### Short problem
Please carry on the interview about the Carrie Nation stage show from the point where it stops.

### Text to read
╭──
I love the title. I thought it referred to the emotional state of the U.S.
Eric Dyer: The essence of the show is this very bizarre and sensory world that’s coming out of this Kenneth Anger film, The Inauguration of the Pleasure Dome (1959), about a hedonistic side to us; that is, people in general, and you can apply that any way you want.
How does the movie figure in the show?
ED: Anger created the world of “The Pleasure Dome” in his movie, and we have taken things from that.
How does Carrie Nation fit into the show?
Maggie Hoffman: She comes in and tries to convert everybody, to stop the good times.
So, Maggie, you play Carrie, right?
MH: It’s all men and me, I’m the only female on stage. [Carrie Nation] was a feminist of the time, in a big way. Eric and Scott and Iver are the hedonists, and I come in to stop the party. In the end, it doesn’t work, and I come over to their side.
Carrie Nation didn’t succeed either, did she?
MG: She failed. Men were getting drunk and beating up on their wives. She tried to stop it. She had a powerful idea, but she wasn’t taken seriously. We’re trying to do it in the way Carrie Nation really was. They throw tomatoes at me and I keep going. I have this message and I keep talking. But then I get taken over to the dark side and we have this orgy at the ending. We’re all taken over by the hedonism.
Is that the specific theme?
╰──
### Raw data
╭──
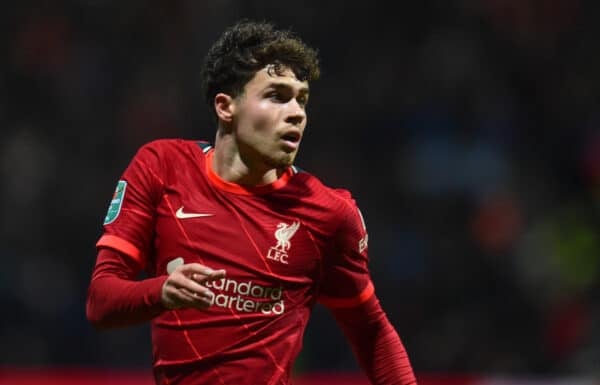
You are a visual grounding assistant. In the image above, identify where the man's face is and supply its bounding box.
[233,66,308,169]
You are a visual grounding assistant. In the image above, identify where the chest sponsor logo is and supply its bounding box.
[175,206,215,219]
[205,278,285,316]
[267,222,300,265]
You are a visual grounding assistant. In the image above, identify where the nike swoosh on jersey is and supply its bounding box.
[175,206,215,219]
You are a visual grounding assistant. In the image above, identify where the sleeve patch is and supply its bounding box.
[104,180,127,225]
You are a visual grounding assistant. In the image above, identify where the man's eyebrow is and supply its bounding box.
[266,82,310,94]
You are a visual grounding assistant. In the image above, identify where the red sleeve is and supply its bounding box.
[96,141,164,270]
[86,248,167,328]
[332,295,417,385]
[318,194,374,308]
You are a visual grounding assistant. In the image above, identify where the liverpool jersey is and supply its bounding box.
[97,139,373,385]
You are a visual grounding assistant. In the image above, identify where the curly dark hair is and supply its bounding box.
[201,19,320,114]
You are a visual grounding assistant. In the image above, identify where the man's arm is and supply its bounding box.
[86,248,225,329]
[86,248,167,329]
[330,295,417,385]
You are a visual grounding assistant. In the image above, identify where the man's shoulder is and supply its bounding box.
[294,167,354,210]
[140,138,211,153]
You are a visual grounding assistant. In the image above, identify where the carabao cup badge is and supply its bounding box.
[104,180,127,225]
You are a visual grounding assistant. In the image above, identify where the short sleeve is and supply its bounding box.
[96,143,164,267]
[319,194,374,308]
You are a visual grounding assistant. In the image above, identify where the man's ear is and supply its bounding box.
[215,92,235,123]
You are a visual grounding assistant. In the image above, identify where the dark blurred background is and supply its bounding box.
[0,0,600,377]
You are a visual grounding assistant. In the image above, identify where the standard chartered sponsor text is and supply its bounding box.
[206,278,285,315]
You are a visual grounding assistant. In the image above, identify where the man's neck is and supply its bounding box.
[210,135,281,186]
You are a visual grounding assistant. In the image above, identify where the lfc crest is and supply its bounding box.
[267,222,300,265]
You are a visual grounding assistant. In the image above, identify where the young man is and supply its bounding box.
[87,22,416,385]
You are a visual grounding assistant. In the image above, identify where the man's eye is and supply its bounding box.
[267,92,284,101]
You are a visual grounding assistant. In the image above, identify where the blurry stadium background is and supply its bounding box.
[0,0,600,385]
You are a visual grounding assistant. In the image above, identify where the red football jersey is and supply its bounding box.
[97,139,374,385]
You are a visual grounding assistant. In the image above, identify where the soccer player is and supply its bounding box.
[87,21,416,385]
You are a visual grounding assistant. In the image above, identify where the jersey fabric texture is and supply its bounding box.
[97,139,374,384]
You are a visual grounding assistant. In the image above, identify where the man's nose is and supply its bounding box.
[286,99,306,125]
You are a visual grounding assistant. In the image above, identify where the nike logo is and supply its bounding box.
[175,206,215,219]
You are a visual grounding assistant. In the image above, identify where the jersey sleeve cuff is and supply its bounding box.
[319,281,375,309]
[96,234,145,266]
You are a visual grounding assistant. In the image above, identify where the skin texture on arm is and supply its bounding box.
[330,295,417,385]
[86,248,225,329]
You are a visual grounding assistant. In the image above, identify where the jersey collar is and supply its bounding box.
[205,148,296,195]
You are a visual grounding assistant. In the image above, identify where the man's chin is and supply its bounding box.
╰──
### Answer to the task
ED: Thematically, the show has a lot of levels. There is a Dionysian, or wild, erotic, side, and there’s an Apollonian, or restrained, harmony side. The voluptuous, sensuous side vs. the rational, clear-headed side. But I feel that there are levels that we (the creators of the show) have no idea about. When you come to the play, Tom, you can tell us afterwards.
What are we going to see?
MH: An amazing video that were using.
ED: I’ve seen $10,000 plasma screens and giant projectors in shows, but I thought, what if you had shitty videos, tiny little images, like the kind that have worked their way into our view in phones, ipods, elevators, taxi cabs, supermarkets, etc. I feel we’re being invaded by these tiny videos. So we’ve got tiny video monitors, and they’re hung on this tree, on the branches and they extend out into the audience. There’s a continuous starscape of images going on. And the video tree is very tall.
(Note: Video Design is by Iver Findlay, So Yong Kim and Radiohole)
The Kitchen, 512 W. 19th St., (212) 255-5793, x11. Sept. 11-27. 8 p.m. $15.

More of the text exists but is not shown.